Bacaan Latihan:
┄┄┄┄┄┄
REPUBLIKA.CO.ID, KINSHASA -- Kasus Ebola di Republik Demokratik Kongo terus meningkat. Saat ini jumlah warga yang telah terserang penyakit tersebut berjumlah 60 orang.
"Penyakit ini aktif, tidak terkontrol," kata Direktur Program Kedaruratan Organisasi Kesehatan Dunia (WHO) Mike Ryan dalam sebuah konferensi virtual pada Senin (27/7).
Ryan menyoroti praktik penguburan terhadap korban. Menurutnya hal itu dapat menjadi momen penularan dan penyebaran Ebola. Sejak Juni, sekelompok kasus Ebola terdeteksi di daerah Mbandaka. Wabah tersebut telah menyebar ke enam zona kesehatan, dengan 56 kasus tercatat. Jumlah itu lebih tinggi dibandingkan saat Ebola ditemukan di sana pada 2018 yakni sebanyak 54 kasus terkonfirmasi.
"Merespons Ebola di tengah-tengah pandemi Covid-19 yang sedang berlangsung adalah kompleks, tetapi kita tidak boleh membiarkan Covid-19 mengalihkan kita dari penanganan ancaman kesehatan mendesak lainnya," kata Direktur Regional WHO untuk Afrika Matshidiso Moeti pada 17 Juli lalu, dikutip laman allAfrica.
Menurut Moeti, kasus-kasus Ebola yang dilaporkan saat ini berada atau tersebar di daerah terpencil di hutan hujan lebat. "Ini menghasilkan respons yang mahal karena memastikan bahwa responden dan persediaan mencapai populasi yang terkena dampak sangat sulit," ujarnya.
┄┄┄┄┄┄
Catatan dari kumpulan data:

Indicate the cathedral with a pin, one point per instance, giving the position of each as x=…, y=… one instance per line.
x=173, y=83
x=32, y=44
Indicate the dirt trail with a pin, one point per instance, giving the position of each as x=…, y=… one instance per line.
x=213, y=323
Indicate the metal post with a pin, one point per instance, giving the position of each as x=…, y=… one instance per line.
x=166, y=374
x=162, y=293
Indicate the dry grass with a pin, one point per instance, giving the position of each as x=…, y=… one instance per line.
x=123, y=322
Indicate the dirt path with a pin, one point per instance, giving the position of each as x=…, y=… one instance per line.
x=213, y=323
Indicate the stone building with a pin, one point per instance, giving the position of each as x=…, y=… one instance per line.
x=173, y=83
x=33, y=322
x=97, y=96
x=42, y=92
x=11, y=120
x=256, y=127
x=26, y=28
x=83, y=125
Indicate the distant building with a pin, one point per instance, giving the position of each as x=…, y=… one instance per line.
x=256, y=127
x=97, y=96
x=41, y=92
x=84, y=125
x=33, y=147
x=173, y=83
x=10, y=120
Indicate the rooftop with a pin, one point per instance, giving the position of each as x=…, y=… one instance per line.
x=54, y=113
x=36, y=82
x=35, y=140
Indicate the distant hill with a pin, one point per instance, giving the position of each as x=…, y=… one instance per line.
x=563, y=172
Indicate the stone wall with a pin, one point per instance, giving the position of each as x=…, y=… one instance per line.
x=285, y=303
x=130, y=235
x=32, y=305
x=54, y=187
┄┄┄┄┄┄
Tugas Dikerjakan: Salin persis bagian berita tentang Ebola di Kongo, mulai dari "REPUBLIKA.CO.ID, KINSHASA -- Kasus" sampai dengan "pada Senin (27/7).".

Hasil di Bawah:
REPUBLIKA.CO.ID, KINSHASA -- Kasus Ebola di Republik Demokratik Kongo terus meningkat. Saat ini jumlah warga yang telah terserang penyakit tersebut berjumlah 60 orang.
"Penyakit ini aktif, tidak terkontrol," kata Direktur Program Kedaruratan Organisasi Kesehatan Dunia (WHO) Mike Ryan dalam sebuah konferensi virtual pada Senin (27/7).